Pointing and labeling entries:
• • • • • • •

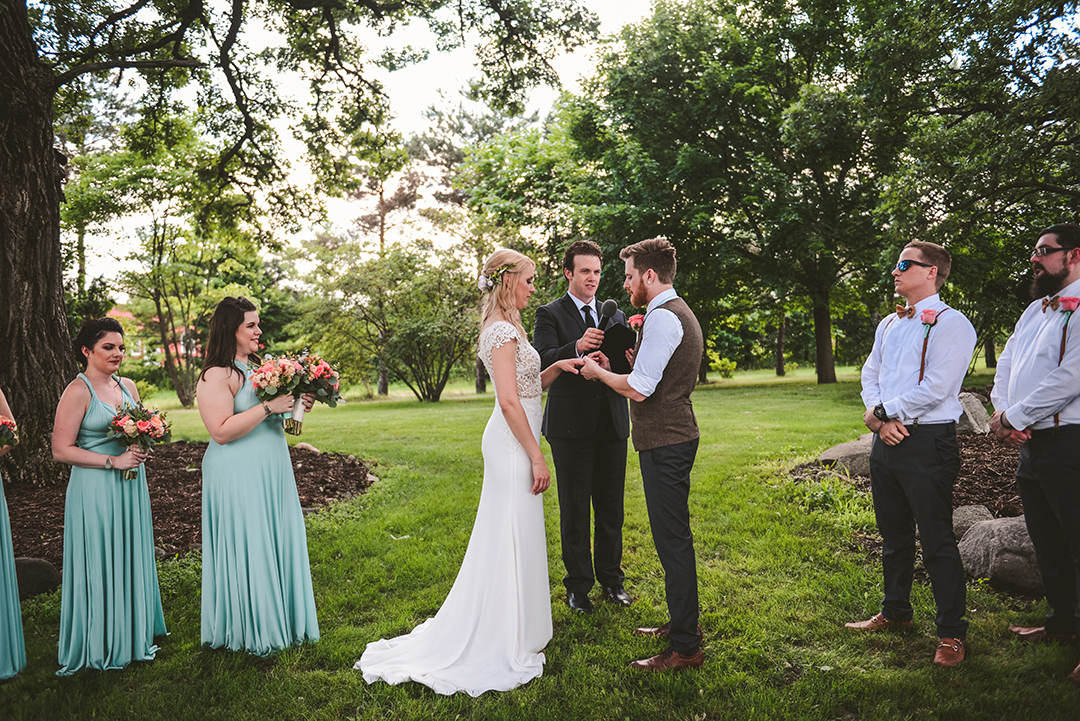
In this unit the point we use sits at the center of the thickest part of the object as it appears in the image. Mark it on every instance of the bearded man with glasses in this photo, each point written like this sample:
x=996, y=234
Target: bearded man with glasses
x=1037, y=407
x=910, y=385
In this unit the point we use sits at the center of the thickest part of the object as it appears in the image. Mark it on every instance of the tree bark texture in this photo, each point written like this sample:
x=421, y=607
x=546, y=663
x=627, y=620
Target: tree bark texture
x=823, y=341
x=989, y=351
x=36, y=357
x=781, y=327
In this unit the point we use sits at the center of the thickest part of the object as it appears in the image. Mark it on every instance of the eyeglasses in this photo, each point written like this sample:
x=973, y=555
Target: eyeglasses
x=907, y=262
x=1043, y=250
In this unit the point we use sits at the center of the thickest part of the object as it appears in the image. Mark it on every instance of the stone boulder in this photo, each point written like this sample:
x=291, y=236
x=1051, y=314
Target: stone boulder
x=852, y=457
x=1001, y=551
x=974, y=418
x=36, y=575
x=964, y=517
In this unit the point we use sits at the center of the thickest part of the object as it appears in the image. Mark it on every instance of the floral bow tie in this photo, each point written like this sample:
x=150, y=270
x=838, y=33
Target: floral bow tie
x=1066, y=303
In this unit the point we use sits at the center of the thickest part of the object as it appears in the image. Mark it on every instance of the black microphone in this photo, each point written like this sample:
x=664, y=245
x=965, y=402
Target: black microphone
x=608, y=309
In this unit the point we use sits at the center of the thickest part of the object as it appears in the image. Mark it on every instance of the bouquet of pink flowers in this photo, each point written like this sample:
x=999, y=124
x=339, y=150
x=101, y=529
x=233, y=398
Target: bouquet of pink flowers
x=9, y=432
x=137, y=425
x=277, y=377
x=307, y=373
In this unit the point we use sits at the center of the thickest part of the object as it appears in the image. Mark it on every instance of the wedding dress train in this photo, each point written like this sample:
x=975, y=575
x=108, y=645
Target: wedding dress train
x=491, y=628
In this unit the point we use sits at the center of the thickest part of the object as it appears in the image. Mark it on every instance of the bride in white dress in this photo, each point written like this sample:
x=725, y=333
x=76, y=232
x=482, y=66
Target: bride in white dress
x=490, y=631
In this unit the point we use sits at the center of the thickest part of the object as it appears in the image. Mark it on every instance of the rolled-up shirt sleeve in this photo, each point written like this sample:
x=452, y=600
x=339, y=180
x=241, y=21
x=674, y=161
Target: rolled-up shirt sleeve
x=661, y=335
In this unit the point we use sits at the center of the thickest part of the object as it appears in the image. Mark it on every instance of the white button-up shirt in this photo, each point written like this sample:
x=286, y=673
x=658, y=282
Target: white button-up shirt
x=891, y=372
x=661, y=335
x=1029, y=384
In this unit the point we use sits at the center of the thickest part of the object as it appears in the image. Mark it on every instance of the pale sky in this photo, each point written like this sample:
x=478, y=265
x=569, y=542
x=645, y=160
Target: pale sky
x=412, y=91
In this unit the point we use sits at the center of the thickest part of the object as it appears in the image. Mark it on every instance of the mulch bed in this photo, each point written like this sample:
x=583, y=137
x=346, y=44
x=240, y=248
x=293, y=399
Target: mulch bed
x=174, y=474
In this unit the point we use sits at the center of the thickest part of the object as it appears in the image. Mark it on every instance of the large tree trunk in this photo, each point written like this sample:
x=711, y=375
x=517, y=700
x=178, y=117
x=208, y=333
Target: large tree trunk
x=989, y=351
x=36, y=359
x=823, y=339
x=781, y=328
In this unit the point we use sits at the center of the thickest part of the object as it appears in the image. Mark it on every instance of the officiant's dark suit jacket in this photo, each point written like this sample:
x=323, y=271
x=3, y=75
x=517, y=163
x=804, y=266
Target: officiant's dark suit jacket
x=586, y=425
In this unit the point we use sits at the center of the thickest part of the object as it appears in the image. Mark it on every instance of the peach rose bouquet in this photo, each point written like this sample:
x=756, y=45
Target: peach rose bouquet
x=137, y=425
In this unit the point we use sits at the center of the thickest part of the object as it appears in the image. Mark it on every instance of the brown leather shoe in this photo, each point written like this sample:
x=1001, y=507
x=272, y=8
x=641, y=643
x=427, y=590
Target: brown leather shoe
x=1075, y=676
x=879, y=623
x=661, y=630
x=949, y=652
x=670, y=660
x=1039, y=635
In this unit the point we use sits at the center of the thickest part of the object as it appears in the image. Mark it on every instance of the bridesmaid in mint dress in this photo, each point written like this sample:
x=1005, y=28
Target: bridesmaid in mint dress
x=12, y=650
x=256, y=585
x=110, y=607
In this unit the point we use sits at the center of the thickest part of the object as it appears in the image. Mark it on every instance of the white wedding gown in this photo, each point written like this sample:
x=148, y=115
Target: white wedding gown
x=490, y=631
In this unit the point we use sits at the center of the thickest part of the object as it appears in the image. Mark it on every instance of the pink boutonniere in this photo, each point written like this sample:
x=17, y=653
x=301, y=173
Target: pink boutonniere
x=1068, y=303
x=929, y=317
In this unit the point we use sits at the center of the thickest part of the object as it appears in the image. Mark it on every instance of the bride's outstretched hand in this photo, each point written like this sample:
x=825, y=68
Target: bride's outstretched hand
x=570, y=365
x=541, y=476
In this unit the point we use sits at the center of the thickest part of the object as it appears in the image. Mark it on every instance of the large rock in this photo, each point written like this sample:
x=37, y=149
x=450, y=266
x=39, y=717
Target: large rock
x=36, y=575
x=974, y=418
x=964, y=517
x=853, y=457
x=1001, y=551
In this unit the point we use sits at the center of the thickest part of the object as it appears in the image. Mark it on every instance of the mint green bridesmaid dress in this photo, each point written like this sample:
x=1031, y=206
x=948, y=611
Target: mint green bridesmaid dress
x=12, y=650
x=256, y=583
x=110, y=607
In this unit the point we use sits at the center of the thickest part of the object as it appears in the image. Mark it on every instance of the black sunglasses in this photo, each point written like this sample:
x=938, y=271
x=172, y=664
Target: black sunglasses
x=906, y=262
x=1044, y=250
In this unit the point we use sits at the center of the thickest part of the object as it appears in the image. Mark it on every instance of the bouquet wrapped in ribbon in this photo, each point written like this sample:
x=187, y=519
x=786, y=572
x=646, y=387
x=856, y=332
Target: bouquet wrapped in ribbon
x=137, y=425
x=9, y=432
x=307, y=373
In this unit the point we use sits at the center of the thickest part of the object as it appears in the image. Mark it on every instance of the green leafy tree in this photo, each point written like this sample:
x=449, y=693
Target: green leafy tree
x=397, y=308
x=54, y=51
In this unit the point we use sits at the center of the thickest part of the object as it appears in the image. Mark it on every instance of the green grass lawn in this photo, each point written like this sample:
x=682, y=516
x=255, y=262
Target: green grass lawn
x=780, y=570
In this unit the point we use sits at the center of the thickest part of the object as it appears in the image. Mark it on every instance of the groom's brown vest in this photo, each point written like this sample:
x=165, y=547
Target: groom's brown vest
x=666, y=417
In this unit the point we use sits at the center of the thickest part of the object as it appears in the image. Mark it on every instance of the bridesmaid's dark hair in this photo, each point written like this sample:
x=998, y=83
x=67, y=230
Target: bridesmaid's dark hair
x=221, y=343
x=90, y=334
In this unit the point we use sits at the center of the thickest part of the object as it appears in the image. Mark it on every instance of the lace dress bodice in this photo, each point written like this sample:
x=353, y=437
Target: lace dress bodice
x=527, y=359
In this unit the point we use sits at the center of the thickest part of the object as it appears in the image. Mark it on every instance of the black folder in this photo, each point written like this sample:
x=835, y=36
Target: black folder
x=617, y=340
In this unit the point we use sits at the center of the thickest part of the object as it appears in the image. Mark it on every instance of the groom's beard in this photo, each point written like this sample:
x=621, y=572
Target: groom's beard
x=1047, y=283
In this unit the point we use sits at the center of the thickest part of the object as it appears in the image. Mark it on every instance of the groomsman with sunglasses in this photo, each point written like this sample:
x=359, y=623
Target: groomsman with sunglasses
x=910, y=385
x=1037, y=407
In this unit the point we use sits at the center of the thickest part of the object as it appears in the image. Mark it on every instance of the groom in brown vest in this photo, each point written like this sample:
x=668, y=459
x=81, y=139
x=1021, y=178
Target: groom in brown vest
x=665, y=436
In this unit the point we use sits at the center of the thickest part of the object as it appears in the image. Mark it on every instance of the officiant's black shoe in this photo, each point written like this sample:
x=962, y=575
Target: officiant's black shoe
x=579, y=602
x=618, y=596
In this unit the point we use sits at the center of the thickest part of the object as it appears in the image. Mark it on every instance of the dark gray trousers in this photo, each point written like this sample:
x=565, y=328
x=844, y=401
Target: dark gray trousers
x=665, y=474
x=590, y=475
x=913, y=484
x=1049, y=481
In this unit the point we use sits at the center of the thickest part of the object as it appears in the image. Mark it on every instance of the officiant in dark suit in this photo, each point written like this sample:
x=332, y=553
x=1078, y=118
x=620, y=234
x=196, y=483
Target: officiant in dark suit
x=586, y=425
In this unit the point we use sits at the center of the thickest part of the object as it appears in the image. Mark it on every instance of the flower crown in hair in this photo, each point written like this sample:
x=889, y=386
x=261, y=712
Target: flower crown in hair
x=487, y=283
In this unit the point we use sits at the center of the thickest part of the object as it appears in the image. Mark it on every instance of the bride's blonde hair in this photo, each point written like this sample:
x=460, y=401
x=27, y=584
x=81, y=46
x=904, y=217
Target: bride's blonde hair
x=500, y=297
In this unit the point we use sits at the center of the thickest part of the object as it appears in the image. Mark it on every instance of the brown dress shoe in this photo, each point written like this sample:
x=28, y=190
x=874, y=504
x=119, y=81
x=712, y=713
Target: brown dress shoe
x=949, y=652
x=670, y=660
x=879, y=623
x=1075, y=676
x=1039, y=635
x=661, y=630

• • • • • • •

### [Your instructions]
From the line containing "the brown dress" to the last line of the material, please quote every line exactly and only those.

### [Reply to the task]
In this unit the point we use sits at the center of the thickest part of the object as it appears in the image. Mark it on every instance of the brown dress shoe in this photo, each point written like this sample:
x=28, y=190
x=874, y=504
x=119, y=81
x=712, y=713
Target: brown dress shoe
x=949, y=652
x=670, y=660
x=879, y=623
x=1075, y=676
x=1039, y=635
x=661, y=630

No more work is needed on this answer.